YOUR TASK: In the essay on writing and acting, what film was the scene handed out for the first audition read taken from?

SELECTED TEXT:
>> BEGIN

It’s always interesting when my worlds collide as a writer and actor.

A while ago I auditioned for an independent film that, really, sounded like a fantastic project. The story concept was novel and sharp, the characters were relatable but not cliche, and a surfeit of zombie killing was inevitable. I was thrilled.

I went to the audition, submitted my headshot and information, and was handed sides to go over for the read. But the script I was given wasn’t full of zombie-killing awesomeness. It was a scene from “Pretty Woman”. I was confused… and slightly nauseated. When I asked the casting assistant what was up, she gave me a loaded look and shrugged.

Actor hat on. I dug in, read, and felt pretty good about it. The next day the director called me and said I was being considered for the female lead, and would I meet him for a second read. I said yes of course, and asked if he wanted to send me sides to prepare. He said no, because he trusted no one with his script, not even his sister, and that I’d be required to sign an NDA to even look at the script in person. Long story short, you won’t be seeing me killing zombies any time in the near future. Sad, but true.

;

Here’s the thing. As a writer, your words go out into the world, where you can’t protect them. They run around and party with bad words, misspelled words, and words that make no sense. You can’t shield them from corruption or abuse. Hollywood knows this, Silicon Valley knows this, hell, TMZ knows this. Yes you have implicit copyright, but creative control is hard to wrangle when you’re blasting buckets of text into the internets. I’d hazard to guess it’s pretty much impossible. Just like photography… (and if you know me you know why I say this), the copy/paste option can create a lot of conversation in a model’s life. At some point, you just have to stop thinking about it. It’s out there. Deal.

Writing is an art, and like many artistic endeavors, it’s highly collaborative. Yes you can create art alone… I’m not saying you can’t or that it doesn’t happen. When I start a project it’s usually when I’m alone. Most artists I personally know do start working on their own. But it can get lonely sometimes, and you can get a little bit of what scuba divers call “rapture of the deep”. You lose perspective on a piece and forget which way is up. Aside from perspective, a lot of projects simply require collaboration. Directors use actors, assistants, makeup, hair, and wardrobe people, DPs, grips. Painters use models, other painters, muses. And even the solo, curmudgeon-y writer has editors, publishing house readers, proofreaders, and yes… even a boss sometimes. We have to trust each other and work together, knowing that the end result might not match precisely what is in our minds’ eyes, but that together, for all of us, the vision should be something we’re all pretty happy with.

A willingness to share is risky, no doubt, but in the end, it’s part of why you’re making art in the first place. To share.

>> END

SUPPLIED ENTRIES:
>> BEGIN

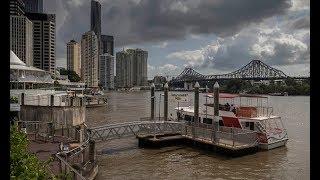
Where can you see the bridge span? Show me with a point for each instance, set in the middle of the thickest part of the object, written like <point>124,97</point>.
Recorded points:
<point>254,70</point>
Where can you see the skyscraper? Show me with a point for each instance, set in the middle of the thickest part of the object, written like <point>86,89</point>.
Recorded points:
<point>73,57</point>
<point>124,69</point>
<point>17,7</point>
<point>89,59</point>
<point>33,6</point>
<point>44,56</point>
<point>131,68</point>
<point>107,71</point>
<point>107,44</point>
<point>96,17</point>
<point>21,38</point>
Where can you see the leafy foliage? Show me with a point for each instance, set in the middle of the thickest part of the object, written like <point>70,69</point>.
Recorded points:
<point>24,165</point>
<point>72,75</point>
<point>13,99</point>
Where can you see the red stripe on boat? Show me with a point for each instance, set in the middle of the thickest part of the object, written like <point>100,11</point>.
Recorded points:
<point>231,122</point>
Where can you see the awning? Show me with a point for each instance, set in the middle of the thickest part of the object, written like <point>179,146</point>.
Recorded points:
<point>229,95</point>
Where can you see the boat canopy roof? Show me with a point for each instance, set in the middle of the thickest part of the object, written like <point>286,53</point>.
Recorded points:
<point>229,95</point>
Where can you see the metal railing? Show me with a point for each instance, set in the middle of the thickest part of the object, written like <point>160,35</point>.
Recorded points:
<point>226,136</point>
<point>119,130</point>
<point>45,100</point>
<point>76,155</point>
<point>264,111</point>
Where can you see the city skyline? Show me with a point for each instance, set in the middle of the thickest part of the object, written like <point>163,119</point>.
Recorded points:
<point>277,32</point>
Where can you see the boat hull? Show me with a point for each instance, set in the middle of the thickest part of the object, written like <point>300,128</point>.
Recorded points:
<point>272,145</point>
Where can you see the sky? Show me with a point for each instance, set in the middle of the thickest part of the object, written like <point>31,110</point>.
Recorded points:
<point>211,36</point>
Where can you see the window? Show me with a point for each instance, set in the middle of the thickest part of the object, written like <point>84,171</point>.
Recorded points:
<point>221,123</point>
<point>252,126</point>
<point>247,124</point>
<point>207,120</point>
<point>188,118</point>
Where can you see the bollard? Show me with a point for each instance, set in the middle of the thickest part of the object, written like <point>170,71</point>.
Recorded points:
<point>22,98</point>
<point>152,101</point>
<point>19,125</point>
<point>77,133</point>
<point>216,109</point>
<point>165,109</point>
<point>71,101</point>
<point>51,130</point>
<point>52,100</point>
<point>92,151</point>
<point>196,107</point>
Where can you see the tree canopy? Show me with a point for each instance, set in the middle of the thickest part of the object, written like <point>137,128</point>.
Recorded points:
<point>72,75</point>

>> END

ANSWER: "Pretty Woman"